The Arakan Liberation Party (; ALP) is a Rakhine political party in Myanmar (Burma). The party has an armed wing, the Arakan Liberation Army (ALA), which has 700–1,000 personnel. The ALA signed a ceasefire agreement with the government of Myanmar on 5 April 2012 and became a signatory of the Nationwide Ceasefire Agreement (NCA) on 15 October 2015.

History

1967–1969 
The Arakan Liberation Party was founded on 9 April 1967, along with its armed wing, the Arakan Liberation Army, with the help of the Karen National Union (KNU). On 26 November 1968, Khai Ray Khai, a member of the party's central committee, along with nine other associates, were arrested at Sittwe, the capital of Rakhine State, by Burmese authorities. On 20 December 1968 Khaing Soe Naing, the party's General Secretary, was arrested by Burmese authorities at Rathedaung Township, in Rakhine State. Following those arrests, several more ALP members were also arrested on different charges, and the party dissolved. The party has accused the government of torturing its imprisoned members.

SUPPLIED DATA:

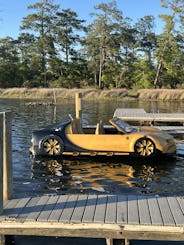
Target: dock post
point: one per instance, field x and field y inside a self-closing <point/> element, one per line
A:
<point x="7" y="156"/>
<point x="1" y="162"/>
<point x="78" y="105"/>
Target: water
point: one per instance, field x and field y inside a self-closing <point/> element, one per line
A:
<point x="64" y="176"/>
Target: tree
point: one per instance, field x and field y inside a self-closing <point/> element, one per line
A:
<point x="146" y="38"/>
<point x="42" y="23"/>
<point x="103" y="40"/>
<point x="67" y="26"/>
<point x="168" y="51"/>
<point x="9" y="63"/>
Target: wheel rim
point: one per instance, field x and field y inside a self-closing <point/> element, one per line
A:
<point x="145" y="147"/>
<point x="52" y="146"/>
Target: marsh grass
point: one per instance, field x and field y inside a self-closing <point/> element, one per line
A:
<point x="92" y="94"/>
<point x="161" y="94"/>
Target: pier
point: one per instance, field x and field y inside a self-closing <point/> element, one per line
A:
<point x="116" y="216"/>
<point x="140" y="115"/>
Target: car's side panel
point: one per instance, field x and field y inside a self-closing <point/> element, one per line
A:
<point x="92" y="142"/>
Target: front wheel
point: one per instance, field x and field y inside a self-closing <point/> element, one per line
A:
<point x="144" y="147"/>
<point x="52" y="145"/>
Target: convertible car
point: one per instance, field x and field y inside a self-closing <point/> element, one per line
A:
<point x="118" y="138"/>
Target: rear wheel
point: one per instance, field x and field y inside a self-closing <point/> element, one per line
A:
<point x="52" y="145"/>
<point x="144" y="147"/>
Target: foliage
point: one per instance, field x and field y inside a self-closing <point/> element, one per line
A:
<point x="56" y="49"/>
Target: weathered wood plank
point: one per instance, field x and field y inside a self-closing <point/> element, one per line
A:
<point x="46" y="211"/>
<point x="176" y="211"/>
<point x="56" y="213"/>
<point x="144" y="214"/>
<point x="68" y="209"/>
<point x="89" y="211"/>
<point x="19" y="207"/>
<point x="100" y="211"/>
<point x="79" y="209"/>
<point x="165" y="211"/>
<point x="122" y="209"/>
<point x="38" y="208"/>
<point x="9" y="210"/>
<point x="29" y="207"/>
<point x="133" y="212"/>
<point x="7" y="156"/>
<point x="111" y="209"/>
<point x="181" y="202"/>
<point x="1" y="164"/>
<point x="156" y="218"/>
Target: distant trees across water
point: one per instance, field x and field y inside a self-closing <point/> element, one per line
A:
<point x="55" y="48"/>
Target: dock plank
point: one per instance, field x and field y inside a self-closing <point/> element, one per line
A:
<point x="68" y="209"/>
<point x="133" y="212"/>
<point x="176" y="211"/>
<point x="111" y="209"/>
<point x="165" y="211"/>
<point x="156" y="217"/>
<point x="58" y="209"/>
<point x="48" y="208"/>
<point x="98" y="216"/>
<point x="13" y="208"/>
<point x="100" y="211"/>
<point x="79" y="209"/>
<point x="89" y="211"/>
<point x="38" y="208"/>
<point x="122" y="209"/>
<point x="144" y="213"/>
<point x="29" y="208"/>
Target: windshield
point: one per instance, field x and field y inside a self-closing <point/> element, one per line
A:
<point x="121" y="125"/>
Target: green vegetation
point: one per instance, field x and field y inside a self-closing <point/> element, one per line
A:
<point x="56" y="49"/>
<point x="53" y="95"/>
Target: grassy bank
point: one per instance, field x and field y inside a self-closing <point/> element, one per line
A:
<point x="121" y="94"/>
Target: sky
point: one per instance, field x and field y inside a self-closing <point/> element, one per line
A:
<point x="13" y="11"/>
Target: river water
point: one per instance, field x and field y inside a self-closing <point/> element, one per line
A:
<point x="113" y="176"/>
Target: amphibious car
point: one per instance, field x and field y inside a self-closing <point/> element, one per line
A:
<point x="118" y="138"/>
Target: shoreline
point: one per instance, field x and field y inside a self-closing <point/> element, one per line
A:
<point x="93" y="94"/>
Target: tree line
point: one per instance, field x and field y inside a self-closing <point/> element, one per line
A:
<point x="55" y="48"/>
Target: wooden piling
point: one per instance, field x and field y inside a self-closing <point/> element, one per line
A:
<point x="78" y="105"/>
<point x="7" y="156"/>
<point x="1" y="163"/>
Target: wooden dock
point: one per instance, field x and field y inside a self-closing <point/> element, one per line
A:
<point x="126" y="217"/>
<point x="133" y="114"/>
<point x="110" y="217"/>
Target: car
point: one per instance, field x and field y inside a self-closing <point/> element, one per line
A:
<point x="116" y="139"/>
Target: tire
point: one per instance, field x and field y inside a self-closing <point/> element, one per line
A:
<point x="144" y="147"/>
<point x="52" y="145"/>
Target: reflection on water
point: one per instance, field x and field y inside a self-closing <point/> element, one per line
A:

* * *

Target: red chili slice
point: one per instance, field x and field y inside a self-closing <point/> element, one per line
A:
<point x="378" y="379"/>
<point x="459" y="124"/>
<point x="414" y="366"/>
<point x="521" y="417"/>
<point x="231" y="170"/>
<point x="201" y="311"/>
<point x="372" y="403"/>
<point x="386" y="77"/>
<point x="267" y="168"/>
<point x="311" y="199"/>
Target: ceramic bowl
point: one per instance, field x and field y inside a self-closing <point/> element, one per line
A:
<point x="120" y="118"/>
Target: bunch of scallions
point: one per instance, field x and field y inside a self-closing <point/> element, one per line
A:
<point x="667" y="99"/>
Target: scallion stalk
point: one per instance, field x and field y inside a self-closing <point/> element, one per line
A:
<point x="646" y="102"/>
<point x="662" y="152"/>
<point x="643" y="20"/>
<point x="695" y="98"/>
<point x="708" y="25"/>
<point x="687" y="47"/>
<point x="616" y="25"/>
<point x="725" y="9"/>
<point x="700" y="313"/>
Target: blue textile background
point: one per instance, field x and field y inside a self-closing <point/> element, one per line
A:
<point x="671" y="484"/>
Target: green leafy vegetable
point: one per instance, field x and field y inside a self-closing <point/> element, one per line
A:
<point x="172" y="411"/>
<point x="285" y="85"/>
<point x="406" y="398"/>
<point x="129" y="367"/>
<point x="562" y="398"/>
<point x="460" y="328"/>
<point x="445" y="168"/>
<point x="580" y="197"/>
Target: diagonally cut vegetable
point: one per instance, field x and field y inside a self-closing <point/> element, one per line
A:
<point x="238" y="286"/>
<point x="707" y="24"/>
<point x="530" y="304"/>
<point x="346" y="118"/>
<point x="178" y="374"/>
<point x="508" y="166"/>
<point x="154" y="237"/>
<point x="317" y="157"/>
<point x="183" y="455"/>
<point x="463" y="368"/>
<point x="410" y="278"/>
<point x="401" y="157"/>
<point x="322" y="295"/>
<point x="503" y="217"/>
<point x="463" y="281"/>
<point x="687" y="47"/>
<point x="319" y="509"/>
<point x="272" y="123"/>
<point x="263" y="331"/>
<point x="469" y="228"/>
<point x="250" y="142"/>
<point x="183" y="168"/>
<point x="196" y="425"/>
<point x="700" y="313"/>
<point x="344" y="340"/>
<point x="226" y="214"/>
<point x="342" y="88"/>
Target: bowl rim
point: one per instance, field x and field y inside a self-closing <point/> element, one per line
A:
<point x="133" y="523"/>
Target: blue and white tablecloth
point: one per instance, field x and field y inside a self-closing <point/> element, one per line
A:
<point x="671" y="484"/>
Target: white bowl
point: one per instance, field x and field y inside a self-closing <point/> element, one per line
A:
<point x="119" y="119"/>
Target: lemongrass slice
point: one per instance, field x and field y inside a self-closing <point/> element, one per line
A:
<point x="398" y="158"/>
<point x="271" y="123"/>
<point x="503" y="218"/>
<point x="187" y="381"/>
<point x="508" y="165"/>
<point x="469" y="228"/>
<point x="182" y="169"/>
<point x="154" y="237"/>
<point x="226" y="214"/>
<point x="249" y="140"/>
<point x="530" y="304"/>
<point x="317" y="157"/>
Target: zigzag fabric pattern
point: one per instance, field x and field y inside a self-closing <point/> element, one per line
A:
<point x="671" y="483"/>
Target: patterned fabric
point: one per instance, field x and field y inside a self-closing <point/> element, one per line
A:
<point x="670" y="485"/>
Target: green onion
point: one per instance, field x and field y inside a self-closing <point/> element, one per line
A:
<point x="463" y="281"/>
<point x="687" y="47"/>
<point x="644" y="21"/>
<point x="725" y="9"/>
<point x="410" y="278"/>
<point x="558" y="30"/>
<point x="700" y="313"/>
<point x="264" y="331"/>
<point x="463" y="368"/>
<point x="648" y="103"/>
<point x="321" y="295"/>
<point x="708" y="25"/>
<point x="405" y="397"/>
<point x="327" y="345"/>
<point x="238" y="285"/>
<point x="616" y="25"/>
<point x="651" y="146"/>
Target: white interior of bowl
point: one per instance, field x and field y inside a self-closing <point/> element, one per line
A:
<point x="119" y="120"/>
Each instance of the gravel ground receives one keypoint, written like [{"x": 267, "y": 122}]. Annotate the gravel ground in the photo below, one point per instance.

--

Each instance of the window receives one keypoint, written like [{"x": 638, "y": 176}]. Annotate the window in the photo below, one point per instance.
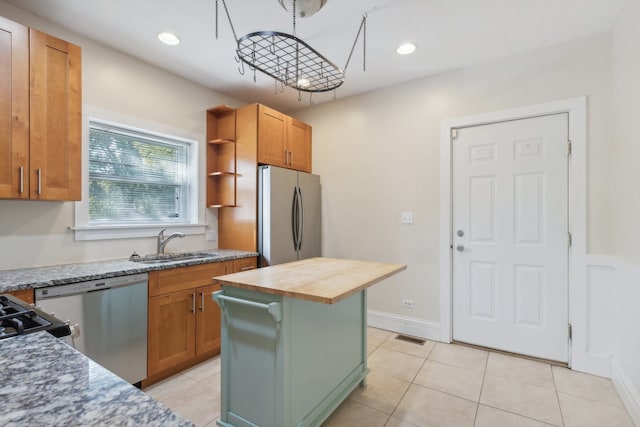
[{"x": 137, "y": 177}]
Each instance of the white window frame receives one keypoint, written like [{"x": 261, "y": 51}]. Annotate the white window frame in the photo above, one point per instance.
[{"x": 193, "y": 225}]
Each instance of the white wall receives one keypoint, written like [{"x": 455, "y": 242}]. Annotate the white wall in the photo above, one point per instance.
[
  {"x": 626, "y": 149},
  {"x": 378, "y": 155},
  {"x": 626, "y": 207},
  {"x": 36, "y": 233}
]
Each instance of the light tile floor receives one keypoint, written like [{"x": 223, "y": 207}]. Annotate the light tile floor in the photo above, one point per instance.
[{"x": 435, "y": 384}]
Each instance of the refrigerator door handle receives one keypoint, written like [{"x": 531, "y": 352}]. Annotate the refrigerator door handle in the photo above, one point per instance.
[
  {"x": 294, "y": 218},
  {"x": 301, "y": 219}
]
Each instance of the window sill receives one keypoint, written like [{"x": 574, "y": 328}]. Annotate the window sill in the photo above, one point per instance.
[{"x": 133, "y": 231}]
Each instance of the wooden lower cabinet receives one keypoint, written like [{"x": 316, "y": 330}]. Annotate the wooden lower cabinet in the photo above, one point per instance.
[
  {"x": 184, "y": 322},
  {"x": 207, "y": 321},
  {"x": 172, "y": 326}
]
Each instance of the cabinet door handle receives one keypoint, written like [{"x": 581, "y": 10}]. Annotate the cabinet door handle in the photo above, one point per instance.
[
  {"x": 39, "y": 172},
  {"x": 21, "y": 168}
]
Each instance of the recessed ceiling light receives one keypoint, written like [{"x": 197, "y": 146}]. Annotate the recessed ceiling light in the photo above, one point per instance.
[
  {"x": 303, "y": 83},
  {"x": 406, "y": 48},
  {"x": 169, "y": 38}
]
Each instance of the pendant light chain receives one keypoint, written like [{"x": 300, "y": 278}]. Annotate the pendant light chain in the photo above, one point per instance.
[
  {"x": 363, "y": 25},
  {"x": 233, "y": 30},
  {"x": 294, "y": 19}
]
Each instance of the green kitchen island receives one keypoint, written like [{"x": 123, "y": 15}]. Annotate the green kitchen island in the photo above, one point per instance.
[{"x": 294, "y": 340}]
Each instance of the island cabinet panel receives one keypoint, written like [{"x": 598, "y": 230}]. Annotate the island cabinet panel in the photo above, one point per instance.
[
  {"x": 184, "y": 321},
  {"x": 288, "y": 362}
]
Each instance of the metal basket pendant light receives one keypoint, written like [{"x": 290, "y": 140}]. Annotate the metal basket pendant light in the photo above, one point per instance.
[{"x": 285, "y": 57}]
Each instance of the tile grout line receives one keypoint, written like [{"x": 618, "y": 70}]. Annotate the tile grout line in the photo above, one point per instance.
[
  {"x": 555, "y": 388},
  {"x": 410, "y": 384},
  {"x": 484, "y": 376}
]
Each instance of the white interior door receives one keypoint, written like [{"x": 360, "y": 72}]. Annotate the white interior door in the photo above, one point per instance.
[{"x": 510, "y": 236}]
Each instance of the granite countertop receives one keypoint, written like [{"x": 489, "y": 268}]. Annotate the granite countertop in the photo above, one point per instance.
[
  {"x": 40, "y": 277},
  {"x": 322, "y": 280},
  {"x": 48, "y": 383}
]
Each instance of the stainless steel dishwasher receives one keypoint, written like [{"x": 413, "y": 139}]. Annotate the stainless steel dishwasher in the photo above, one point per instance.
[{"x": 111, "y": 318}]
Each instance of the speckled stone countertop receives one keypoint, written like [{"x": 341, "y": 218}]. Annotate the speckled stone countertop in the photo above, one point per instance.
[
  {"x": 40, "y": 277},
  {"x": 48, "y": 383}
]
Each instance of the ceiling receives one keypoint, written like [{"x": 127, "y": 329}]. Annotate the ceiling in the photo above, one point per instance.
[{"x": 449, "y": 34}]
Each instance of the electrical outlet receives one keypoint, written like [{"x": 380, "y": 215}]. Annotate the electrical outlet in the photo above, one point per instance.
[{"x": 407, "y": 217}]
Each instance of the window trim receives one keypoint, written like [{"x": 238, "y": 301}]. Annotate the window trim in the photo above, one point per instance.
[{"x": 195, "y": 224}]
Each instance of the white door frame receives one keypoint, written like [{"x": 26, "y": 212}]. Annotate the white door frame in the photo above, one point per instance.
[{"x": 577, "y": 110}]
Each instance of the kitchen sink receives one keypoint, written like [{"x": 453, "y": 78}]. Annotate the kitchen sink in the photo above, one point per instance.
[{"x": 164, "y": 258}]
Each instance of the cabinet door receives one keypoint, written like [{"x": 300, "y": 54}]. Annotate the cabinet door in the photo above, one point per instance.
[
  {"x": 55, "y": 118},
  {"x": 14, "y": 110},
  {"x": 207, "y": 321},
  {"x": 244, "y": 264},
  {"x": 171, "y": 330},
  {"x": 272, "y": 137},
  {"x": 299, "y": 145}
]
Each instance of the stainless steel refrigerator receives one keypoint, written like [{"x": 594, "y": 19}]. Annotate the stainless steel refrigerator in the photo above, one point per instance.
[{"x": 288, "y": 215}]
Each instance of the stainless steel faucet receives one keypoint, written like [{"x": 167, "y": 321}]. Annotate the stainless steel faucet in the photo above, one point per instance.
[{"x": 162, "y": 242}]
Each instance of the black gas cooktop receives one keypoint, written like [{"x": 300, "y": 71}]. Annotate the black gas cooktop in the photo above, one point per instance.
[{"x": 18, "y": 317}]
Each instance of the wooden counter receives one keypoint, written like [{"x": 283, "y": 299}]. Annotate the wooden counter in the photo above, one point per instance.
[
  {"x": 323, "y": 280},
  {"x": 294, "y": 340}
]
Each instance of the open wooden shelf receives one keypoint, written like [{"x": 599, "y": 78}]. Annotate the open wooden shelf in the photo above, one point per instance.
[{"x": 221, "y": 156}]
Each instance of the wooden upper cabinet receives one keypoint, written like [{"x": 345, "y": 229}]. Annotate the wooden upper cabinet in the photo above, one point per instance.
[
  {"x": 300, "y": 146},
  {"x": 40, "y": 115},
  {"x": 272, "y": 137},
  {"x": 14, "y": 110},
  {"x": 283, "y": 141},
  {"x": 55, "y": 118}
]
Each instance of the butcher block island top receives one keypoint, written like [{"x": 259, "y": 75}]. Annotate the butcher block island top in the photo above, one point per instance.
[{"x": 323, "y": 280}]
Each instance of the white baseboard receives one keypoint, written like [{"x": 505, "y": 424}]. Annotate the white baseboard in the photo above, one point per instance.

LIST OF TASKS:
[A] List every full calendar date (day, month and year) that appears in the text on the Arakan Liberation Party, in the order they occur.
[B] Extend the text on the Arakan Liberation Party, picking up after its final sentence.
The records are separate material and have no connection to the text on the Arakan Liberation Party.

PER-TASK ANSWERS:
[A]
5 April 2012
15 October 2015
9 April 1967
26 November 1968
20 December 1968

[B]
1971–1977 
Between 1971 and 1972, former political prisoners from the ALP were released on amnesty. As soon as Khaing Moe Lunn, a former ALP member, was released, he departed to Komura to meet with KNU leaders in order to re-establish the ALP and ALA. From 1973 to 1974, the ALP was re-established with help from the KNU, and 300 fighters were recruited and trained by the ALA, with Khaing as the President of the ALP and Commander in Chief of the ALA. After a failed offensive by Khaing against both Indian and Burmese forces resulted in massive arrests of party members, the ALP ceased its activities once again.

1980–present 
In 1980, all ALP and ALA prisoners were released on amnesty. In 1981, the ALP and ALA were once again established, now under the leadership of Khai Ray Khai, and was once again assisted by the KNU. The ALP is presently allied with the KNU, along with the National Democratic Front (NDF), the Democratic Alliance of Burma (DAB), and the National Council of the Union of Burma (NCUB).

The ALP signed the Nationwide Ceasefire Agreement (NCA) on 15 October 2015, along with seven other insurgent groups.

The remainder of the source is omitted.